Task details → Omit the pictures, then reproduce every remaining record exactly.

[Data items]
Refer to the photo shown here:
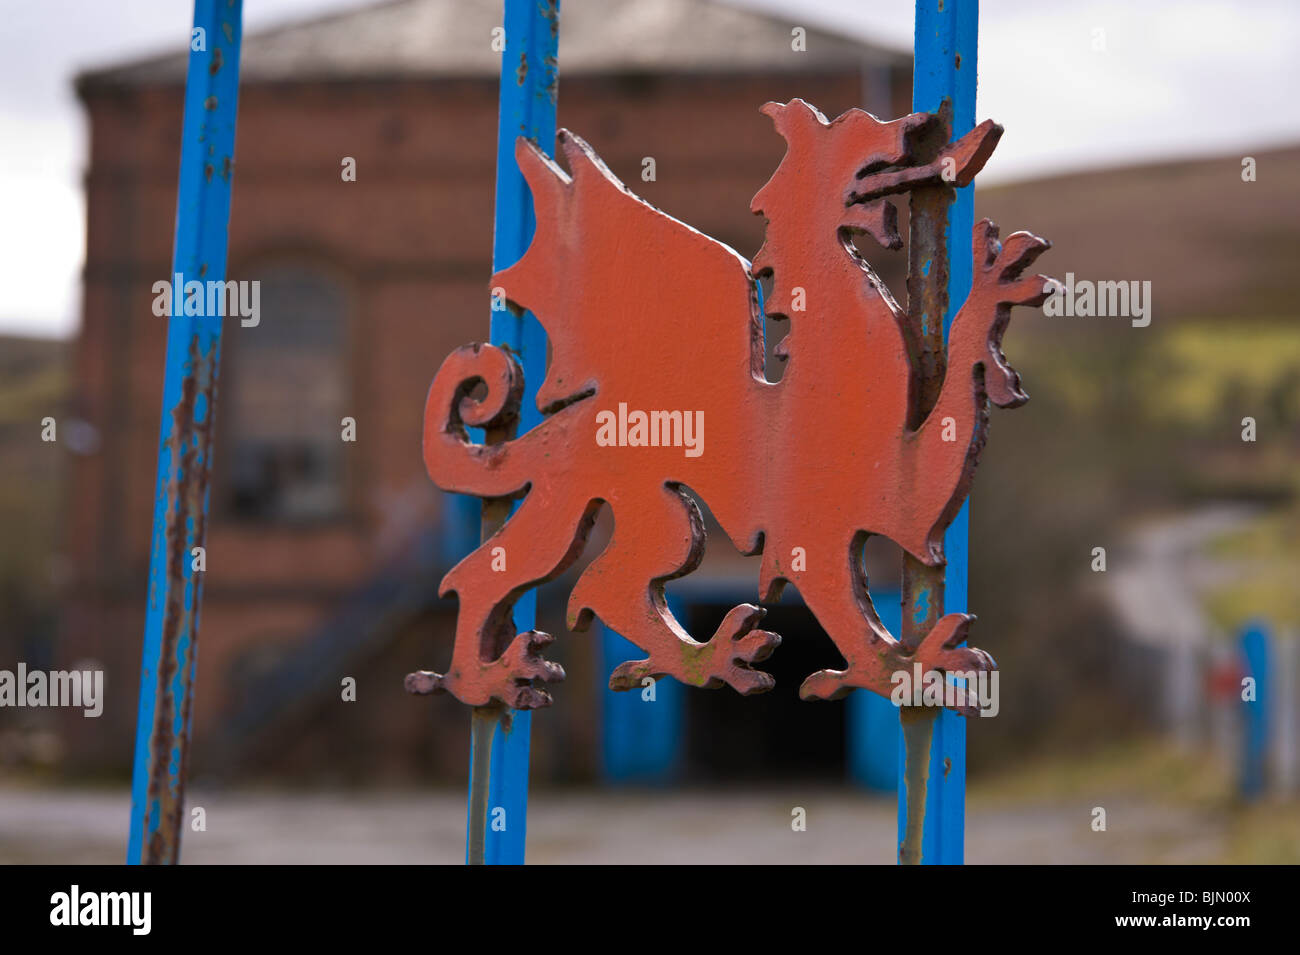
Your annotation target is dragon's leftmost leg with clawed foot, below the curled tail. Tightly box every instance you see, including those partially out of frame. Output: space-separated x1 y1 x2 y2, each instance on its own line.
407 498 599 709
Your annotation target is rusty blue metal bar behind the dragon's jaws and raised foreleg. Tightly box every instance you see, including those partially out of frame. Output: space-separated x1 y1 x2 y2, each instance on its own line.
898 0 979 864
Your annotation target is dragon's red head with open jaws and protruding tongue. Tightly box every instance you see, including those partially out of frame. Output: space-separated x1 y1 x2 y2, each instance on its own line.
750 99 1002 275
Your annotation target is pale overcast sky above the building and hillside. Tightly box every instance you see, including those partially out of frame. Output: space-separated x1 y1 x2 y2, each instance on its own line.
0 0 1300 335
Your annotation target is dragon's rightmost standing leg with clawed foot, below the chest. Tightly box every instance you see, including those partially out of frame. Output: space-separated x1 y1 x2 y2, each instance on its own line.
783 534 997 709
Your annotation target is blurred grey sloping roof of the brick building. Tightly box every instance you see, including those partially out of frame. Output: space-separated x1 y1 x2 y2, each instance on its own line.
74 0 911 100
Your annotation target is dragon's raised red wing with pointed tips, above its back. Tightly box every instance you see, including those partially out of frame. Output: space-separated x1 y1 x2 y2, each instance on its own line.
491 130 763 409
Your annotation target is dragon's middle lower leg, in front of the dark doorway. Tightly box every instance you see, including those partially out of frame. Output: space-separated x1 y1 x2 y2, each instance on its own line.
568 487 781 695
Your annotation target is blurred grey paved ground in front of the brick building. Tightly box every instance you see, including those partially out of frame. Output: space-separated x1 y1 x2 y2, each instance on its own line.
0 787 1223 864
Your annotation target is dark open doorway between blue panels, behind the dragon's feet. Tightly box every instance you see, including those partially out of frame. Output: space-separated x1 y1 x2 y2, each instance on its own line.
684 594 845 783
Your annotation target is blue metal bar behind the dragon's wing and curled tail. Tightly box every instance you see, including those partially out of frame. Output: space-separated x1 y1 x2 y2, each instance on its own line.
467 0 560 865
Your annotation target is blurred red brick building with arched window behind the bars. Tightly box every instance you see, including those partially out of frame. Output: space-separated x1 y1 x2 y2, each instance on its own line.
61 0 910 778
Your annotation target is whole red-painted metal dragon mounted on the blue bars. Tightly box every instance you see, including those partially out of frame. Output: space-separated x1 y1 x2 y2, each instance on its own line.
407 99 1052 709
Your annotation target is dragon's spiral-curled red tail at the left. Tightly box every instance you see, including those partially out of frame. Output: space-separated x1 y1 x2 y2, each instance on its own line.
424 343 528 498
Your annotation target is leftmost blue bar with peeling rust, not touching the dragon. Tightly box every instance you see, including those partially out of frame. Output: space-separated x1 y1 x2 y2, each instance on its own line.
126 0 243 864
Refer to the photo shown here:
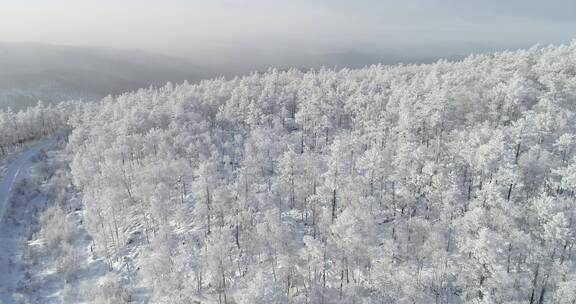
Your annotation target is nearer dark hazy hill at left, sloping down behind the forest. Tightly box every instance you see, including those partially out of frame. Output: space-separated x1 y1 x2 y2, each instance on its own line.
0 43 218 109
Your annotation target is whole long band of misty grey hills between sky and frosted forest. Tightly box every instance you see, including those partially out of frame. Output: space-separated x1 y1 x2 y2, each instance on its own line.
0 43 536 110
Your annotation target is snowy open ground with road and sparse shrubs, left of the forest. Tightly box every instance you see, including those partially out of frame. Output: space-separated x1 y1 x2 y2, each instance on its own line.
0 139 105 304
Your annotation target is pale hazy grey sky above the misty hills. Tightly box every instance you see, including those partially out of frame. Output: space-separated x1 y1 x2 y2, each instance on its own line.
0 0 576 61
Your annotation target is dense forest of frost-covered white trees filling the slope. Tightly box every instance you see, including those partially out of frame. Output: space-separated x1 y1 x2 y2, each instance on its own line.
0 43 576 304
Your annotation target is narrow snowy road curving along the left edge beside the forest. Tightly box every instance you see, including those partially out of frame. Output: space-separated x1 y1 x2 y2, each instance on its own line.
0 139 56 226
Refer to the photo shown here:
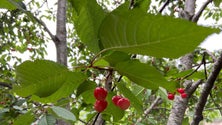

Exercise result →
Refer to the photo shown here:
Your annotation target is dragon's leftmost leg with clawed foot, below the curled tail. Tightly box every instance you see, including those partially out of frame. Output: space-separated x1 y1 x2 y2, each instance on its own line.
407 498 599 709
Your annotation target is rusty blue metal bar behind the dragon's jaws and raised foreleg. Tightly box every instance you see, including those partially out of frame. Output: space-separated x1 y1 x2 y2, each instance on its own line.
898 0 979 864
Your annotation target is dragon's red head with open jaws and protruding tongue. Tightly box every instance you see, including those partially out of frame. Output: space-separated x1 y1 x2 y2, each instance on its own line.
750 99 1002 275
Your annotation target is pale overcast sky above the building and hillside. Tightly box every instance you see, including those partially out of frame. Output: space-separated x1 y1 x2 y2, each instance on its own line.
0 0 1300 335
Your annotation target is dragon's rightmost standing leg with clawed foot, below the chest. Tightly box every instance you see, including those partially out of frame. Output: space-separated x1 y1 x2 y2, each instance on its own line.
783 534 997 709
Your annotation target is blurred grey sloping roof of the brick building. Tightly box every instance you see, including those partially out of frame. Output: space-separated x1 y1 x2 y2, each instance on its own line.
74 0 911 100
Your annotation target is dragon's raised red wing with pointed tips, above its back. Tightly box every instance you see, including those partially out of frame. Output: space-separated x1 y1 x2 y2, each instance on its own line.
491 130 763 409
Your annotation target is dragon's middle lower leg, in front of the dark doorway. Tightly box every instance you see, including those partially out of frame. Output: space-separated x1 y1 x2 y2, each instance on its own line.
568 487 781 695
Your annotation target is blurred grey paved ground in front of the brick building. Tightly box every instance you see, including those partially out of frame. Output: space-separated x1 y1 x2 y2, each instance on its own line.
0 787 1223 864
Your annotation target is dark open doorway between blue panels, behind the dragon's feet. Tightly box every instance you see, including those partially out of frame. Output: space-separated x1 y1 x2 y2, each instance on its own line.
684 594 845 783
Your annotation target is blue metal bar behind the dragon's wing and curled tail. Tightly box every instance you see, including those partially out of frame. Output: space-separated x1 y1 x2 y2, each instance on its own line.
467 0 560 865
Your annotation target is blurred red brick building with arched window behind the bars. Tightly box every instance you see, including those partially out of frame. Output: space-separated x1 y1 x2 y2, each instance on its own line.
61 0 910 778
Your annotation target is whole red-painted metal dragon mounted on the blue bars. Tightly box every instance you see, including those partially out of frame. Output: space-separated x1 y1 x2 y2, each instance on its own line.
407 99 1052 709
Your annotation target is dragon's spiral-curled red tail at the left. Tightly box every instance you see, including those partially out of frame. Output: space-separated x1 y1 x2 y2, each instance on its own line.
424 343 528 498
Your annotation target is leftmost blue bar with peeling rust, not touching the dragon. Tightly box every instance you see, including those partially out of frame. Output: space-separated x1 y1 x2 y2, each instance on its own line.
126 0 243 864
Refer to the photo shown here:
Your annotation target is nearer dark hazy hill at left, sloping down behind the forest. Tightly box every instance you see, including those partially out of frame. Output: space-separated x1 y1 x2 y2, each instance on its own line.
0 43 218 109
Your annotation target is whole long band of misty grey hills between sky and frosted forest. Tightly box every instance you see, including those partially out of frame. Output: space-separated x1 y1 x2 y2, each instance on its own line.
0 43 536 110
Your annotation target is snowy open ground with road and sparse shrubs, left of the forest. Tightly box every instance you see, including those partially out of frame. Output: space-separated x1 y1 x2 y2, each instance on its own line.
0 139 105 304
Your annotation target is pale hazy grey sky above the misty hills. Tightly box every instance you see, including those partially out of frame. Output: space-separated x1 y1 x2 y2, each instance on its own line.
0 0 576 61
Your annotation target is dense forest of frost-covered white trees filling the slope. Tightly box every instance you see, including those partially out of frame. Output: space-separated x1 y1 x2 y2, each instance on its own line.
0 43 576 304
Your annotation target is narrow snowy road curving along the left edge beside the forest. Tightly box every instance you see, including those partially out of frame. Output: space-separated x1 y1 x2 y2, each instance on its own line.
0 139 56 226
Refer to the photo shown here:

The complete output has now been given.